Referring expression data
::::

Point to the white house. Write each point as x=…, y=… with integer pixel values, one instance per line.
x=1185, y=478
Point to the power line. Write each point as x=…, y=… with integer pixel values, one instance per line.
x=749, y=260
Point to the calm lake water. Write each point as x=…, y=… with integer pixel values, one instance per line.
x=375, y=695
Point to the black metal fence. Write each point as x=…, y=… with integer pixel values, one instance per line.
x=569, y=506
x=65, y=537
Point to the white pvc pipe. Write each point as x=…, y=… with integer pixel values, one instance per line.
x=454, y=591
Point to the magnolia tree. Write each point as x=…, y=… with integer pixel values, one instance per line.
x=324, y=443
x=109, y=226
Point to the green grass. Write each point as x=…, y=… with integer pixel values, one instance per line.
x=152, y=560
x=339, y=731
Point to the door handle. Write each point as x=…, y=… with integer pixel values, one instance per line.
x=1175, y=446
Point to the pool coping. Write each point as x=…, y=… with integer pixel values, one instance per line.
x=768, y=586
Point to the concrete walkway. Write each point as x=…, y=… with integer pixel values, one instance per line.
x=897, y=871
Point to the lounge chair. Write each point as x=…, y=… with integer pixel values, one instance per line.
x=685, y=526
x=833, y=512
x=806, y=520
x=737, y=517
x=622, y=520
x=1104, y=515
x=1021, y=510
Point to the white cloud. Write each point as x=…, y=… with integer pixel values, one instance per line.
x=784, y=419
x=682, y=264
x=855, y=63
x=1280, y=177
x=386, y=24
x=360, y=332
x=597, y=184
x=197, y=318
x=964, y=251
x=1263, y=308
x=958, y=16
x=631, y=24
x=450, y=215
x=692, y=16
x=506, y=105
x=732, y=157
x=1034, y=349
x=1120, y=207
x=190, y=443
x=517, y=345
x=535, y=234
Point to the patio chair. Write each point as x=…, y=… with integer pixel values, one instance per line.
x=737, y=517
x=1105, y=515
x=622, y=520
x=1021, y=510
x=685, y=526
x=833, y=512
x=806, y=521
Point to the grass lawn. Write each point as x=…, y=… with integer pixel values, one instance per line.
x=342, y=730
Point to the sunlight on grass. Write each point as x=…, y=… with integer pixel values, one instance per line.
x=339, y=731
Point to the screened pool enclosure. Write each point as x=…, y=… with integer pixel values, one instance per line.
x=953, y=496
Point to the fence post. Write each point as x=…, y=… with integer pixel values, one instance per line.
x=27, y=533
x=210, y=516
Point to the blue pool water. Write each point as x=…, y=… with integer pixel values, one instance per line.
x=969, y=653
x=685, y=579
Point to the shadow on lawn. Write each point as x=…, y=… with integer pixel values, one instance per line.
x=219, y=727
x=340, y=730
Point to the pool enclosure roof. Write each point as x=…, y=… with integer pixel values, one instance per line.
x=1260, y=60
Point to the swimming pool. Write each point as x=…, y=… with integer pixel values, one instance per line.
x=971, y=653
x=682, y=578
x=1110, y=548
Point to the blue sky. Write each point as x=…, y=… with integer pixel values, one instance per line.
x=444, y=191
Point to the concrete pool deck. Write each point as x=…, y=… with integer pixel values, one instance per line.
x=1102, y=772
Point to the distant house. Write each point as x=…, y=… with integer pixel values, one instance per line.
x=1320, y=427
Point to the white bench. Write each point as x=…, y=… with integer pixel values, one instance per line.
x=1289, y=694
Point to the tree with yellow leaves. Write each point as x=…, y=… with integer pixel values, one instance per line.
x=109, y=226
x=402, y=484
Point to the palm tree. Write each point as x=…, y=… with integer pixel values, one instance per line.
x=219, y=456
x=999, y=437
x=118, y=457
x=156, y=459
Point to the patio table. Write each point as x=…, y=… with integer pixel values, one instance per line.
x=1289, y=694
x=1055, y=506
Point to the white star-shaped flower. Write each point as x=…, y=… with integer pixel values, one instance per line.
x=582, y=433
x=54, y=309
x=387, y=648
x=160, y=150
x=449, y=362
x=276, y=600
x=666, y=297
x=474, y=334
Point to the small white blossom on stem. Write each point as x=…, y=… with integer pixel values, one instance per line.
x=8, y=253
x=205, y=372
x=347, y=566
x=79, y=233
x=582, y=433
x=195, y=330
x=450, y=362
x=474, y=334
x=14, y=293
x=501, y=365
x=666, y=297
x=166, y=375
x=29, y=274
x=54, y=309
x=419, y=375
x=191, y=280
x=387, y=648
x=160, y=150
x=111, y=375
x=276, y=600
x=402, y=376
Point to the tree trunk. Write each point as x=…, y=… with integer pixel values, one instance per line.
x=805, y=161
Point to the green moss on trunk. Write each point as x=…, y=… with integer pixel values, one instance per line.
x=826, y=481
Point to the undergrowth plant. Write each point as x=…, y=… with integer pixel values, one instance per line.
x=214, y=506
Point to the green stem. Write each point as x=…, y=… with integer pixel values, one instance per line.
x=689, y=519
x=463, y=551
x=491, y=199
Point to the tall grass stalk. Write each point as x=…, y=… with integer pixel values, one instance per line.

::::

• Assignment
Reproduce each record above exactly, keeping every word as it stands.

• Task solution
Point to the white house. Write each point as x=…, y=… with integer pixel values, one instance per line.
x=1185, y=478
Point to the power line. Write each point as x=…, y=… with integer pixel values, one instance per line.
x=749, y=260
Point to the calm lake water. Write each point as x=…, y=… with integer pixel values, one instance per line.
x=375, y=695
Point to the black metal fence. Write each point as x=…, y=… with integer pixel values, one instance per line.
x=569, y=506
x=65, y=537
Point to the white pvc pipe. Write each point as x=…, y=… with integer pixel values, one instance per line.
x=454, y=591
Point to the magnolia tree. Write each point as x=…, y=… with integer pixel values, one instance per line.
x=324, y=443
x=109, y=226
Point to the green grass. Write each point as x=…, y=… with integer pixel values, one instance per line.
x=152, y=560
x=339, y=731
Point to the door handle. Write each point as x=…, y=… with integer pixel values, one instance per line.
x=1175, y=446
Point to the pool coping. Write each point as x=…, y=… with integer pixel values, one instance per line.
x=768, y=586
Point to the concrete walkway. Write each point as x=…, y=… with integer pixel values, one instance per line.
x=897, y=871
Point to the lounge chair. Write each point as x=…, y=… with integer pixel values, one instance per line.
x=685, y=526
x=833, y=512
x=806, y=520
x=737, y=517
x=622, y=520
x=1104, y=515
x=1021, y=510
Point to the white cloud. Write each point as x=…, y=… with integer pixel values, one instance per line.
x=784, y=419
x=682, y=264
x=855, y=63
x=1280, y=177
x=386, y=24
x=360, y=332
x=597, y=184
x=197, y=318
x=964, y=251
x=1263, y=308
x=958, y=16
x=631, y=24
x=450, y=215
x=692, y=16
x=506, y=105
x=732, y=157
x=1034, y=349
x=1120, y=207
x=190, y=443
x=517, y=345
x=535, y=234
Point to the patio chair. Write each point as x=…, y=… with integer pixel values, one instance per line.
x=737, y=517
x=1105, y=515
x=622, y=520
x=1021, y=510
x=685, y=526
x=833, y=512
x=806, y=521
Point to the grass lawn. Write each point as x=…, y=… with integer pixel values, one instance per line.
x=342, y=730
Point to the sunlight on grass. Write each point as x=…, y=… with integer pixel values, one instance per line.
x=339, y=731
Point to the screened pool enclosure. Write each point as x=…, y=… with integer pixel values, one instance per line.
x=953, y=496
Point to the fence post. Write each point as x=…, y=… with integer pixel values, one instance per line.
x=27, y=533
x=210, y=516
Point to the blue pool water. Write each point as x=…, y=… with integer pixel values, one instance per line.
x=969, y=653
x=685, y=579
Point to the shadow on lawn. Write each point as x=…, y=… with integer pixel values, one instance per line.
x=219, y=727
x=340, y=730
Point to the pool enclosure roof. Write each point as x=…, y=… with integer pixel values, one instance per line.
x=1260, y=60
Point to the swimming pool. Write each point as x=…, y=… with integer pixel values, one instance per line.
x=971, y=653
x=682, y=578
x=1110, y=548
Point to the blue sky. Write each point as x=…, y=… with integer pixel values, one instance per line.
x=444, y=191
Point to the concrete pool deck. Write each point as x=…, y=… with integer pixel values, one instance per line.
x=1102, y=772
Point to the distant house. Write each point as x=…, y=… with integer pixel values, one instance per line.
x=1320, y=427
Point to the white bench. Write each point as x=…, y=… with integer pixel values, one instance per line.
x=1289, y=694
Point to the tree with yellow leaves. Write each point as x=…, y=… with integer pixel values, one instance per line.
x=109, y=226
x=402, y=484
Point to the palm tree. Write each point as x=…, y=… with integer pixel values, one instance per line.
x=219, y=456
x=999, y=437
x=118, y=457
x=156, y=459
Point to the patio table. Write each point as x=…, y=… with integer pixel values, one instance per line.
x=1289, y=694
x=1055, y=506
Point to the white star-shaped flower. Write each point as x=…, y=… with integer pixel values, one instance per line.
x=582, y=433
x=54, y=309
x=387, y=648
x=160, y=150
x=449, y=362
x=276, y=600
x=666, y=297
x=474, y=334
Point to the small white blossom on stem. Write each point as x=…, y=… with integer pixel values, one instance per line.
x=8, y=253
x=205, y=372
x=347, y=566
x=79, y=233
x=582, y=433
x=195, y=330
x=450, y=362
x=474, y=334
x=14, y=293
x=501, y=365
x=666, y=297
x=166, y=375
x=29, y=274
x=54, y=309
x=419, y=375
x=191, y=280
x=387, y=648
x=160, y=150
x=111, y=375
x=276, y=600
x=402, y=376
Point to the tree trunk. Write each point as x=…, y=… with integer pixel values, one instance per line.
x=805, y=161
Point to the green moss on trunk. Write each point as x=…, y=… with integer pixel values, one instance per line.
x=826, y=481
Point to the undergrowth plant. Write each point as x=…, y=… with integer pixel values, one instance per line.
x=214, y=506
Point to the green stem. Write each point as x=…, y=… with integer pixel values, one instance per line.
x=689, y=519
x=463, y=551
x=491, y=199
Point to the tall grass stalk. Write each point as x=…, y=… with integer pixel values, one instance per line.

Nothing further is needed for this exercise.